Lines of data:
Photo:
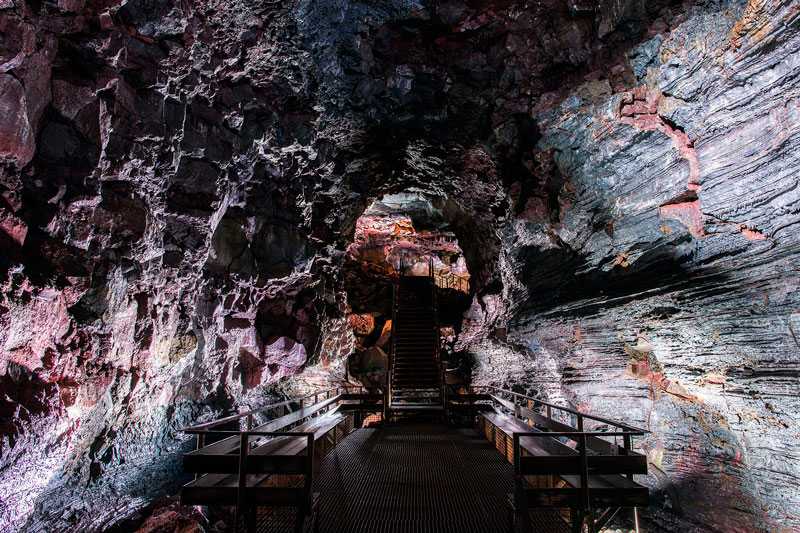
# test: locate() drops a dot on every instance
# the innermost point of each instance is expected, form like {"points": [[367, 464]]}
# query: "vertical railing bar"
{"points": [[244, 440]]}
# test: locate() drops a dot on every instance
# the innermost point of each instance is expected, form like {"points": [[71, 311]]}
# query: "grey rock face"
{"points": [[180, 181]]}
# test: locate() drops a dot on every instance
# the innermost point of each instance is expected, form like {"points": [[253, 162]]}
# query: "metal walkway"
{"points": [[417, 478]]}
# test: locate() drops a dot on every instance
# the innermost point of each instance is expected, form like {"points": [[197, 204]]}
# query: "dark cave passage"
{"points": [[207, 207]]}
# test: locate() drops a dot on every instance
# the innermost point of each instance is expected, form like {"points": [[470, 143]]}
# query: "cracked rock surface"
{"points": [[180, 182]]}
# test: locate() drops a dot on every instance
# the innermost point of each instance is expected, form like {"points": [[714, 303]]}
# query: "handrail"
{"points": [[244, 449], [213, 423], [631, 429]]}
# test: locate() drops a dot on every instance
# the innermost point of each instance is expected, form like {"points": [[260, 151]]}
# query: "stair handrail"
{"points": [[392, 347]]}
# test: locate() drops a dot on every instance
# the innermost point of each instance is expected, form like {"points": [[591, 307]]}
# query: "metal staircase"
{"points": [[415, 373]]}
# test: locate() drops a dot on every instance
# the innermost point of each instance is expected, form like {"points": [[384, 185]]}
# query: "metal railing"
{"points": [[579, 417], [207, 428], [584, 440]]}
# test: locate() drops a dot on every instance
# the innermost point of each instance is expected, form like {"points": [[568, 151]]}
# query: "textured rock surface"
{"points": [[180, 181]]}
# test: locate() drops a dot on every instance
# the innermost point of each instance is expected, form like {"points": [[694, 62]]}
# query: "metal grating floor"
{"points": [[414, 479]]}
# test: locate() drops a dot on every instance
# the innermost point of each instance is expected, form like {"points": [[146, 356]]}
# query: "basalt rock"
{"points": [[180, 183]]}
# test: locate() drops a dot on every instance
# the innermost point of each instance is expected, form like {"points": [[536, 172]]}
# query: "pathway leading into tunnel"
{"points": [[416, 478]]}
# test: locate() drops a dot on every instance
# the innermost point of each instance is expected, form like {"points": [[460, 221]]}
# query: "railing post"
{"points": [[585, 502], [627, 446], [244, 442], [309, 474]]}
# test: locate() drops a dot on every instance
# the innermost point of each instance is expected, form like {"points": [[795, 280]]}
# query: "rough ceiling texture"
{"points": [[179, 182]]}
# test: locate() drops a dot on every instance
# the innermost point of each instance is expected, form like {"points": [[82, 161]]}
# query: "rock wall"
{"points": [[179, 182], [679, 309]]}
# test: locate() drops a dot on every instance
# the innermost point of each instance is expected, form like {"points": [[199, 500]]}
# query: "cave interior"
{"points": [[589, 207]]}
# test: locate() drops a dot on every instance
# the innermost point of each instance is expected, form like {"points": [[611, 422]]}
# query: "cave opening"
{"points": [[207, 207], [401, 234]]}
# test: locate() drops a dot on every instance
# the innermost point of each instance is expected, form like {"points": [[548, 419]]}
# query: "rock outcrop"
{"points": [[180, 181]]}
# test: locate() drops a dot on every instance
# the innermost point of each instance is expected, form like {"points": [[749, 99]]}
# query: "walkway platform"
{"points": [[418, 478]]}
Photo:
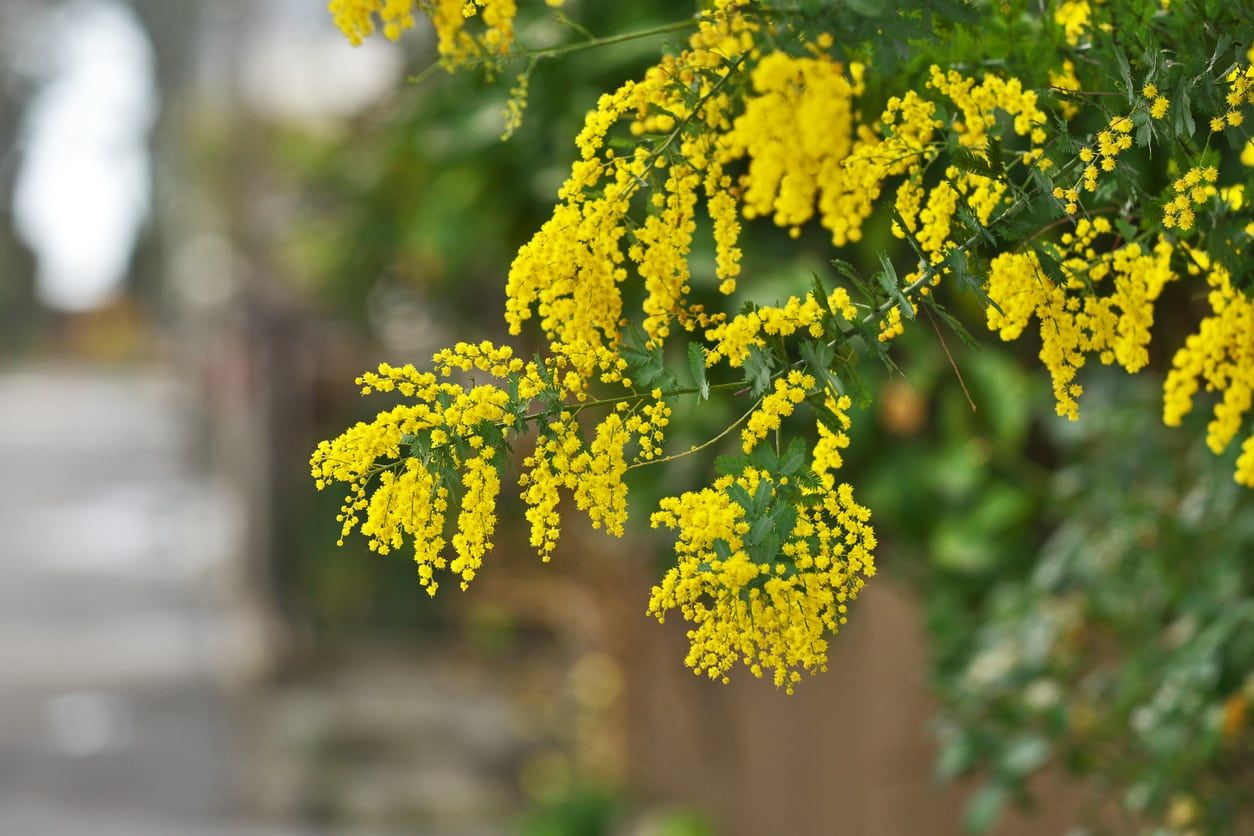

## What to produce
Report every line of the records above that contains the string "surface", copying each such line in full, and treat uppercase and lowercase letters as different.

## Written response
# query: "cracked rock surface"
# query: "textured rock surface"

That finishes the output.